* Start Extracted material *

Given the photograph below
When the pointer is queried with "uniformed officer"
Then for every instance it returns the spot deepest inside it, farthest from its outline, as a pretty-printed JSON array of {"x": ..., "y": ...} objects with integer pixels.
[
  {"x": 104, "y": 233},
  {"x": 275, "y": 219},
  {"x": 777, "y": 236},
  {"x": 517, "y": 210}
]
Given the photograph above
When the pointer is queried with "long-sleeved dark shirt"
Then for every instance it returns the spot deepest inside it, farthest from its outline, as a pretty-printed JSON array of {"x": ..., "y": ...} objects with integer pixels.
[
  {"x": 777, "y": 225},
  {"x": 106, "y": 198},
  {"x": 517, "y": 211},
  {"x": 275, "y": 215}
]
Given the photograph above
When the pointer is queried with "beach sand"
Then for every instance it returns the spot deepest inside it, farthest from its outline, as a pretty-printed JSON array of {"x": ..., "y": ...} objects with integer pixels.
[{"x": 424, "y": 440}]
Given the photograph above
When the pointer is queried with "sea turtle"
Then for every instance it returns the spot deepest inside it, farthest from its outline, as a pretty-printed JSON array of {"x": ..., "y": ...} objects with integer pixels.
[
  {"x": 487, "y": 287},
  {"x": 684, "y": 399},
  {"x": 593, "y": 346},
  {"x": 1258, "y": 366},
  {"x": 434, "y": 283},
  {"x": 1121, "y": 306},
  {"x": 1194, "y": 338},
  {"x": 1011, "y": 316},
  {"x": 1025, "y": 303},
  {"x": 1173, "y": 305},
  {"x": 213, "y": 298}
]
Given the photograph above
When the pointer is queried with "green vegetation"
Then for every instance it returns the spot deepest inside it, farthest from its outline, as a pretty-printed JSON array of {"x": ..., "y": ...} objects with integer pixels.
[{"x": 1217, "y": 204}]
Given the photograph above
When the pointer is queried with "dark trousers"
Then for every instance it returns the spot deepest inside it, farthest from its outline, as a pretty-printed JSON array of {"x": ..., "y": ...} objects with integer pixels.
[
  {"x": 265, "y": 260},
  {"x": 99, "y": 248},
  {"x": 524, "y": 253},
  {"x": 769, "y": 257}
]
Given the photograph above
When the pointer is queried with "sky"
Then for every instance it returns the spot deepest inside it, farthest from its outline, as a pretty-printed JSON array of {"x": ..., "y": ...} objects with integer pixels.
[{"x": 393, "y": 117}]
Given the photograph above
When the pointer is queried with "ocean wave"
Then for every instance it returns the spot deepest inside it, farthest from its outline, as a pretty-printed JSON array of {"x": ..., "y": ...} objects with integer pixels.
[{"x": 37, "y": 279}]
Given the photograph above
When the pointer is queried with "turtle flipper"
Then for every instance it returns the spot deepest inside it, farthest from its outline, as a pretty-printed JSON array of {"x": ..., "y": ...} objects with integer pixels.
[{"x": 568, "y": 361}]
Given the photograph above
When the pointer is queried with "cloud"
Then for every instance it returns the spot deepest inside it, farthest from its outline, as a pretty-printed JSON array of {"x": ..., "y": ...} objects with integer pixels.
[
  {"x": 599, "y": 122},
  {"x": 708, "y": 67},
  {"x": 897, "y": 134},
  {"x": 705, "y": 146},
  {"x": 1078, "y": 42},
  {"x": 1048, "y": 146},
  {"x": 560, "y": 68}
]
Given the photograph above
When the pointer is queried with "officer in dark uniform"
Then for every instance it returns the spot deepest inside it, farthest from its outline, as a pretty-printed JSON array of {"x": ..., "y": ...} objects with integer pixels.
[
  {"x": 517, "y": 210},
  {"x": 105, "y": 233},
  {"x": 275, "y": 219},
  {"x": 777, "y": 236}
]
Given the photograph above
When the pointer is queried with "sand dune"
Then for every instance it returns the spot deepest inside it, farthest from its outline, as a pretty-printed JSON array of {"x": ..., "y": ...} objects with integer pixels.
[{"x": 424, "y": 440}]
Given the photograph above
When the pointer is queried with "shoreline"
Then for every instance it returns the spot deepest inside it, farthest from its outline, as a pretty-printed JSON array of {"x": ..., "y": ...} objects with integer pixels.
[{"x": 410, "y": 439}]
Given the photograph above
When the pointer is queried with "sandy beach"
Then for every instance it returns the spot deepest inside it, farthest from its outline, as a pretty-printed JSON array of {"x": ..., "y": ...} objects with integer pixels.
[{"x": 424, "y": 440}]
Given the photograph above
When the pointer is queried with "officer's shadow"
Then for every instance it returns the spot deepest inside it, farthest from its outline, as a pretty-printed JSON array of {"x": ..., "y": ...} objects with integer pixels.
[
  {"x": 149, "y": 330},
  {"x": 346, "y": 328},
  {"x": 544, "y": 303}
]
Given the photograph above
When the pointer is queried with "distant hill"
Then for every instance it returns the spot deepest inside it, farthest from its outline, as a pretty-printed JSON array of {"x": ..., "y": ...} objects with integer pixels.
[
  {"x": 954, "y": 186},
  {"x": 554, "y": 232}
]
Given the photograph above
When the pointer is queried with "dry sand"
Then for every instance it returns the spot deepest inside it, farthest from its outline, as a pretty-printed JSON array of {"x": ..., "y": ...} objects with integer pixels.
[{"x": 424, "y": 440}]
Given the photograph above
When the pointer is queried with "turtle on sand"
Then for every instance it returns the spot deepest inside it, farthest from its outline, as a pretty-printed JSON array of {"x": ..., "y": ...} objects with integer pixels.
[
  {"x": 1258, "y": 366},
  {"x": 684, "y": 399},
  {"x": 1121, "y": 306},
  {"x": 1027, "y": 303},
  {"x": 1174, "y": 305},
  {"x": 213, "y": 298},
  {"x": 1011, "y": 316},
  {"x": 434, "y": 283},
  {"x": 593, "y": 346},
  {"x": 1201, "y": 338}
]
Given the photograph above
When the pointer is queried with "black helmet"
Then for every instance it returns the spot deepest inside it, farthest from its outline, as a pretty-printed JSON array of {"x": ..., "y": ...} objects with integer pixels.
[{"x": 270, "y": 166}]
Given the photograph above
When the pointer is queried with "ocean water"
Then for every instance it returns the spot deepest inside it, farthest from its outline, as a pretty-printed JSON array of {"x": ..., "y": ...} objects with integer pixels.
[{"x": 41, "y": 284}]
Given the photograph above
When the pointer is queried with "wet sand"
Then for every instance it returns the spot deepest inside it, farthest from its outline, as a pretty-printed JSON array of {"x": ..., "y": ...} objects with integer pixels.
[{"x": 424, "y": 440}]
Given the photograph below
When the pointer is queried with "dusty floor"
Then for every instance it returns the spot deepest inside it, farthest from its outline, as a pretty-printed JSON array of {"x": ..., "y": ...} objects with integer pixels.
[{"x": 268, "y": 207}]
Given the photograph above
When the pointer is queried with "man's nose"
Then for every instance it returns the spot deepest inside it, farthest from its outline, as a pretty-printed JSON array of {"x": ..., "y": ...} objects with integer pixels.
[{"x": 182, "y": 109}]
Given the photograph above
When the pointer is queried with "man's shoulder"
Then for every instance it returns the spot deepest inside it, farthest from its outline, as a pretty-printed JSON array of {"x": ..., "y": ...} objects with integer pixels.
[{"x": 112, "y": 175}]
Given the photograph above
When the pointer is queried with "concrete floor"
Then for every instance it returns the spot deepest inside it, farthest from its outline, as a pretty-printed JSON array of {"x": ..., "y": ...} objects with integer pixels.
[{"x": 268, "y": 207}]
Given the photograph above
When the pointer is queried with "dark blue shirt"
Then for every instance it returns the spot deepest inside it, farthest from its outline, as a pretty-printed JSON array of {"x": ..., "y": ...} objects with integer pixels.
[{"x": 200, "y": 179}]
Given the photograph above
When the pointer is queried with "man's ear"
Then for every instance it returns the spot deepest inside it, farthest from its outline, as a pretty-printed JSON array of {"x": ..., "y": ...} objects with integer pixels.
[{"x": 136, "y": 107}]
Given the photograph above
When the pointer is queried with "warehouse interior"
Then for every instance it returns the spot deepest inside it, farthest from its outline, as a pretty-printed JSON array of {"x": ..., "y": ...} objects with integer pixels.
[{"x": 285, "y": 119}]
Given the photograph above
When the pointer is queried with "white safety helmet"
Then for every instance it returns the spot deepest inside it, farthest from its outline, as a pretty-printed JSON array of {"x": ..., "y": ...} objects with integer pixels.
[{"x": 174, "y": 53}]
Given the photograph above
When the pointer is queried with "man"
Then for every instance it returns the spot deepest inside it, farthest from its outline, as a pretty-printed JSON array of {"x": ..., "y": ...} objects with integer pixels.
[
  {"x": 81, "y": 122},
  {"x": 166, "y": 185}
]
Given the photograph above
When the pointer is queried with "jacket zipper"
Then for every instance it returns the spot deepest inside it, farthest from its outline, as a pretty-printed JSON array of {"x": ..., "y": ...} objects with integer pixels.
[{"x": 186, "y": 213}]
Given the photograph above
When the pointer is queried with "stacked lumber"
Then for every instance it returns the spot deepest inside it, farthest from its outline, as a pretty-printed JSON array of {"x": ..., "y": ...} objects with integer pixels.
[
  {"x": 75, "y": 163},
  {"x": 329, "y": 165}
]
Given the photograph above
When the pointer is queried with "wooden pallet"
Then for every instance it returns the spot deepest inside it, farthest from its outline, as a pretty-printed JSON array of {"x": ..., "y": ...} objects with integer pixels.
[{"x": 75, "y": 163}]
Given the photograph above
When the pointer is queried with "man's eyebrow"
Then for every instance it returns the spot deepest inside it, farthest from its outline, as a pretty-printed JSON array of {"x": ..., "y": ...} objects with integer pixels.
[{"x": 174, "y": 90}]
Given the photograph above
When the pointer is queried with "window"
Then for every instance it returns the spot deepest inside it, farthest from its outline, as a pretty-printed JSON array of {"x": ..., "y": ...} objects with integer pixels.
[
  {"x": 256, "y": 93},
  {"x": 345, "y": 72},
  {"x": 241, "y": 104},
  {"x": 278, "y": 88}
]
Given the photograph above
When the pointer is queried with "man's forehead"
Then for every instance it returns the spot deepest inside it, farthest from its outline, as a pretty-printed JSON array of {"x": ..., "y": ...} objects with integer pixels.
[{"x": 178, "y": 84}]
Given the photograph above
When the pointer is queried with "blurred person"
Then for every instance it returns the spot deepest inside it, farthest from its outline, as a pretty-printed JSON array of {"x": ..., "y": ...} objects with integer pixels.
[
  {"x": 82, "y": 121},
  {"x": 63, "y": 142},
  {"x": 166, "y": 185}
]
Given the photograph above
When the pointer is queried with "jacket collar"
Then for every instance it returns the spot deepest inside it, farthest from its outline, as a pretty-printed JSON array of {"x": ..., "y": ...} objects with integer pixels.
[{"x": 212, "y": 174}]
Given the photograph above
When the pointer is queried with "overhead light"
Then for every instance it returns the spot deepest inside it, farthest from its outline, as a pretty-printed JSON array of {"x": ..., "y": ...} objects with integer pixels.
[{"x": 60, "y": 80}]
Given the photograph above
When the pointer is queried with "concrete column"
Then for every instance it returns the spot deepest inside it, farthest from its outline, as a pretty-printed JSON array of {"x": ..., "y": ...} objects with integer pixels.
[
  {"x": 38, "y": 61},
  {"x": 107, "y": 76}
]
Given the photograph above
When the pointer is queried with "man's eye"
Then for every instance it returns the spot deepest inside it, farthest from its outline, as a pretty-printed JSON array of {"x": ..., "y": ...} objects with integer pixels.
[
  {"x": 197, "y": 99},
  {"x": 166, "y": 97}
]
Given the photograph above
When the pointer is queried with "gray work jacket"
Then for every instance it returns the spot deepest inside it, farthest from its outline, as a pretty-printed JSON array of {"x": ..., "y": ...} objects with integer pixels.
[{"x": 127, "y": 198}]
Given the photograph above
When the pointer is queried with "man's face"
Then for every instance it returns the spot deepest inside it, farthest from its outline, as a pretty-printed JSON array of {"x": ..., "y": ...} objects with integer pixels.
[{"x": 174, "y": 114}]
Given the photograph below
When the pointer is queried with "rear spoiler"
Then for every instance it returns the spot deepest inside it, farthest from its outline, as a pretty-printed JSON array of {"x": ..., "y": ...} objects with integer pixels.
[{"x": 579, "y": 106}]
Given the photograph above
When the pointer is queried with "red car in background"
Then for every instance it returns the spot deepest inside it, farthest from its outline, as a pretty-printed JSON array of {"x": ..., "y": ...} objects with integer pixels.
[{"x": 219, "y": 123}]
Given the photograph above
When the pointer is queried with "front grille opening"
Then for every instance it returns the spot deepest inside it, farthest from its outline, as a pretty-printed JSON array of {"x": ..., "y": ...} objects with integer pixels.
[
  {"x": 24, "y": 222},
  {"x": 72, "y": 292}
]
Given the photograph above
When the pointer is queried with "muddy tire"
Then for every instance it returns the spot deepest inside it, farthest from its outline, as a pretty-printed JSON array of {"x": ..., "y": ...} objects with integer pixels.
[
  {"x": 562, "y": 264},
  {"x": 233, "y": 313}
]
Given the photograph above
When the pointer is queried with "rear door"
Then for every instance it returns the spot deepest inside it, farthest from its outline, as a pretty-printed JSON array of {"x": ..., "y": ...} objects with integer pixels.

* End Extracted material *

**What is needed**. Pick out every line in the entries above that contains the string "helmet", matching case exactly, and copy each such line.

**Task output**.
When the pointer is queried with "black helmet"
When the pointer is queried with "white safety helmet"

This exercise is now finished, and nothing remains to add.